[begin QUOTED PASSAGE]
6) Once you're in the notebook, use the setup below as an example for including spark in a script

In [1]:
from pyspark import SparkContext, SparkConf

In [2]:
# Configure Spark Settings
conf=SparkConf()
#conf.set("spark.executor.memory", "1g")
#conf.set("spark.cores.max", "2")
conf.setAppName("My App")

## Initialize SparkContext
sc = SparkContext('local[*]', conf=conf)

In [3]:
print sc

<pyspark.context.SparkContext object at 0x7ff81772a3d0>


In [4]:
readme = sc.textFile('/home/ai2/Documents/spark-1.3.0/README.md') #edit location of file for your machine

In [5]:
readme

/home/ai2/Documents/spark-1.3.0/README.md MapPartitionsRDD[1] at textFile at NativeMethodAccessorImpl.java:-2

In [6]:
readme.cache()
[end QUOTED PASSAGE]
[begin RAW RECORDS]
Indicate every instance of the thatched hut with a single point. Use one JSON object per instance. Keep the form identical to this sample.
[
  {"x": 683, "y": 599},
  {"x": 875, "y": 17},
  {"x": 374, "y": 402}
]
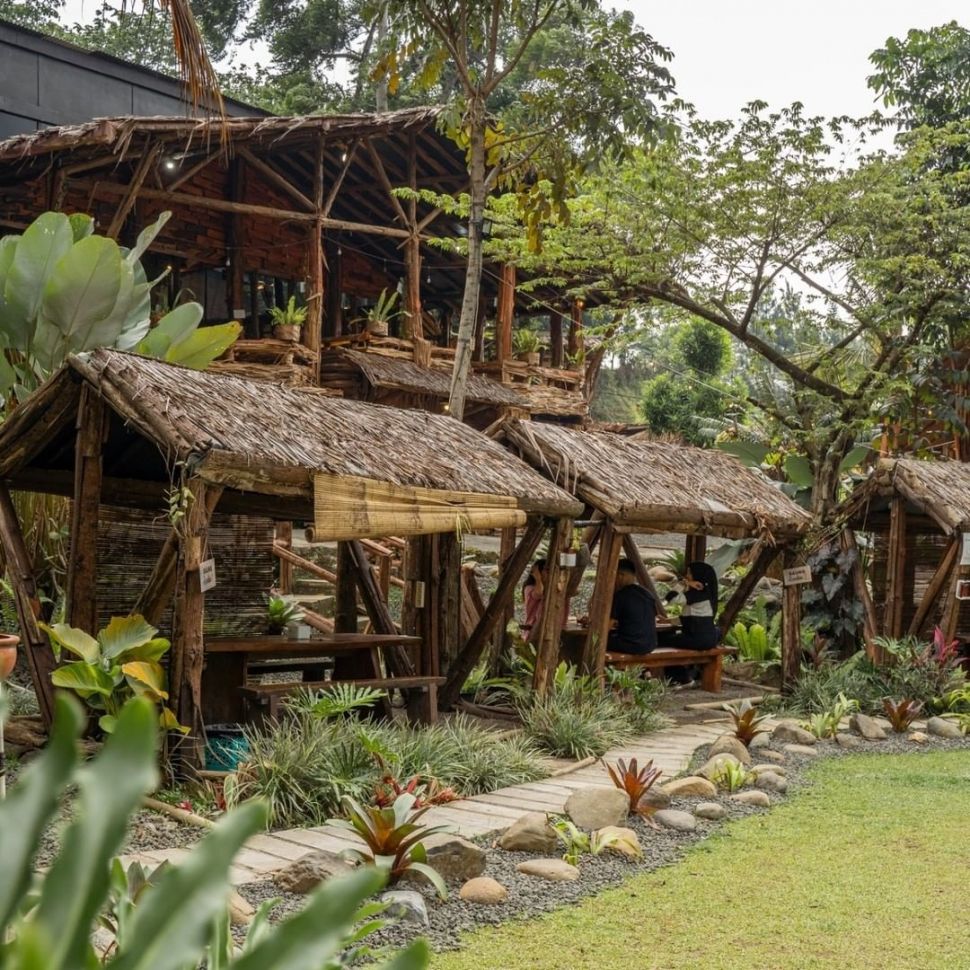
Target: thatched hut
[
  {"x": 638, "y": 485},
  {"x": 113, "y": 430},
  {"x": 913, "y": 516}
]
[end RAW RECORDS]
REQUIREMENTS -
#1 In the Spark notebook setup, what name does the code pass to setAppName?
#2 In one to three sentences, explain why the Spark notebook setup says the file path given to sc.textFile may need changing.
#3 Carry on with the Spark notebook setup from where it stops.

RESULTS FOR EACH TASK -
#1 "My App"

#2 The path points to the README.md file's location on the author's own machine. The inline comment tells readers to edit that location for their own machine.

#3
/home/ai2/Documents/spark-1.3.0/README.md MapPartitionsRDD[1] at textFile at NativeMethodAccessorImpl.java:-2

In [7]:
readme.count()

98

In [8]:
words = readme.flatMap(lambda x: x.split())
words.take(5)

[u'#', u'Apache', u'Spark', u'Spark', u'is']

In [9]:
wordcounts = words.map(lambda x: (x, 1)).reduceByKey(lambda x,y:x+y).map(lambda x:(x[1],x[0])).sortByKey(False)
wordcounts.take(10)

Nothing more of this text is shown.